Fragmento de lectura
En esta línea de internacionalización, podemos señalar, en el plano institucional, dos hitos destacados entre muchos. En 1984 las Naciones Unidas convocan la Comisión Mundial sobre Medio Ambiente y Desarrollo, y en 1987 un conjunto de expertos elabora, también para las Naciones Unidas, el denominado Informe Brundtland —el apellido de la primera ministra noruega que lo coordina—, conocido también por su título: Nuestro Futuro Común. Allí aparece por primera vez la noción de sostenibilidad que es clave en el desarrollo del ecologismo porque, como veremos en su momento, asume un enfoque neutral sobre los fundamentos políticos y económicos de nuestro modelo de desarrollo y concita el máximo consenso logrado hasta hoy en materia medioambiental entre los diversos planteamientos políticos y agentes sociales implicados.

No obstante, si observamos el sustrato filosófico del debate ecologista norteamericano, podemos ver que subsisten hasta hoy tres rasgos o actitudes muy característicos. El primero es la primacía teórica del enfoque ético. Es importante observar la frase citada anteriormente, «implicaciones filosóficas de los problemas medioambientales», que aparece como subtítulo en la página web de la revista Environmental Ethics, porque resulta muy significativa como indicación de este sesgo ético de la ecofilosofía norteamericana actual. Lo «filosófico», en este contexto, designa sobre todo la esfera de la moral (y de las políticas basadas en ella), de modo que, a diferencia de buena parte de la tradición europea, las cuestiones de ontología, antropología o filosofía política se tienden a abordar en un segundo momento y siempre a partir de la reflexión ética. Esto no sucederá ni en las grandes figuras de la tradición europea como Arne Naess o Hans Jonas, ni en los grandes críticos europeos de la tecnología o la amenaza nuclear como Günther Anders31.

Ejercicio 1
Extrae sin cambios el pasaje del fragmento sobre el ecologismo que comienza en «En esta línea» y termina en «agentes sociales implicados.».
El fragmento y los registros no guardan ninguna relación entre sí.

Registros proporcionados
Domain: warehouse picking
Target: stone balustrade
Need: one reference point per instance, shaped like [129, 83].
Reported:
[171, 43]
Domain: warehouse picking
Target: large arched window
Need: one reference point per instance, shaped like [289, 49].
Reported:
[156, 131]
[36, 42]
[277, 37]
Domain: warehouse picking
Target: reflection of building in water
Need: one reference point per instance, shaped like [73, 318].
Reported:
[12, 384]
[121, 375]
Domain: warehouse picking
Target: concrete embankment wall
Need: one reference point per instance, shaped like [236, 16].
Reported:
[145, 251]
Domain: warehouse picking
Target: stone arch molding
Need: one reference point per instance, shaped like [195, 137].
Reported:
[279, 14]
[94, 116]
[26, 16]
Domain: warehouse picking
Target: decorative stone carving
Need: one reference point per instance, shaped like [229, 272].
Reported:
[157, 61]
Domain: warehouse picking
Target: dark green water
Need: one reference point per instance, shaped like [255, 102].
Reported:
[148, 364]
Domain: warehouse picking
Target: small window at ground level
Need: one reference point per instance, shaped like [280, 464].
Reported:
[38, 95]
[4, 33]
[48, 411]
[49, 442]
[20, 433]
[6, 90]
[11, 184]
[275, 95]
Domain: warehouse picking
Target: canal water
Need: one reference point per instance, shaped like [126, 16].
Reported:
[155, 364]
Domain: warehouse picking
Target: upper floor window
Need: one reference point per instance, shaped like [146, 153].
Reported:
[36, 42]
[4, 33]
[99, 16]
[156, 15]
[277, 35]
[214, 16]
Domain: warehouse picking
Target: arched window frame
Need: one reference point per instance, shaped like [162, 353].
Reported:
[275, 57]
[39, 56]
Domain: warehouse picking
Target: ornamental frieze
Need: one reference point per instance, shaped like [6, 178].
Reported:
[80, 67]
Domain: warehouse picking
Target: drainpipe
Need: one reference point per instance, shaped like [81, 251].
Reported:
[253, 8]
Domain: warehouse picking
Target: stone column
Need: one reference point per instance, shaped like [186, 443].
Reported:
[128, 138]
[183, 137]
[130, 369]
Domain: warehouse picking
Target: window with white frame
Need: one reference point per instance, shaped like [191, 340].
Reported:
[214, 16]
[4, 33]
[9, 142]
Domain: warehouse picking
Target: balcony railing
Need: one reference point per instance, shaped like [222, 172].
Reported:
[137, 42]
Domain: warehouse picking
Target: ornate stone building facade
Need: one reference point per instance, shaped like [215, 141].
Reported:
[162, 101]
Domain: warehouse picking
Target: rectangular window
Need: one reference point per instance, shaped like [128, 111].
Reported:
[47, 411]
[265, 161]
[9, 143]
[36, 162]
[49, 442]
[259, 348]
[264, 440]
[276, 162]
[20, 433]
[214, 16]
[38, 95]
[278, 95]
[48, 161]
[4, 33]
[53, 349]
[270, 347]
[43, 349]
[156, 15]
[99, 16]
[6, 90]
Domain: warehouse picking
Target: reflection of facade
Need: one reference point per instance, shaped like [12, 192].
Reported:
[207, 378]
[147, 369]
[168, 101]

Ejercicio 2
Cuenta las líneas de los registros que contienen la palabra «building», distinguiendo mayúsculas de minúsculas. Responde solo con el número.

Solución 1
En esta línea de internacionalización, podemos señalar, en el plano institucional, dos hitos destacados entre muchos. En 1984 las Naciones Unidas convocan la Comisión Mundial sobre Medio Ambiente y Desarrollo, y en 1987 un conjunto de expertos elabora, también para las Naciones Unidas, el denominado Informe Brundtland —el apellido de la primera ministra noruega que lo coordina—, conocido también por su título: Nuestro Futuro Común. Allí aparece por primera vez la noción de sostenibilidad que es clave en el desarrollo del ecologismo porque, como veremos en su momento, asume un enfoque neutral sobre los fundamentos políticos y económicos de nuestro modelo de desarrollo y concita el máximo consenso logrado hasta hoy en materia medioambiental entre los diversos planteamientos políticos y agentes sociales implicados.

Solución 2
2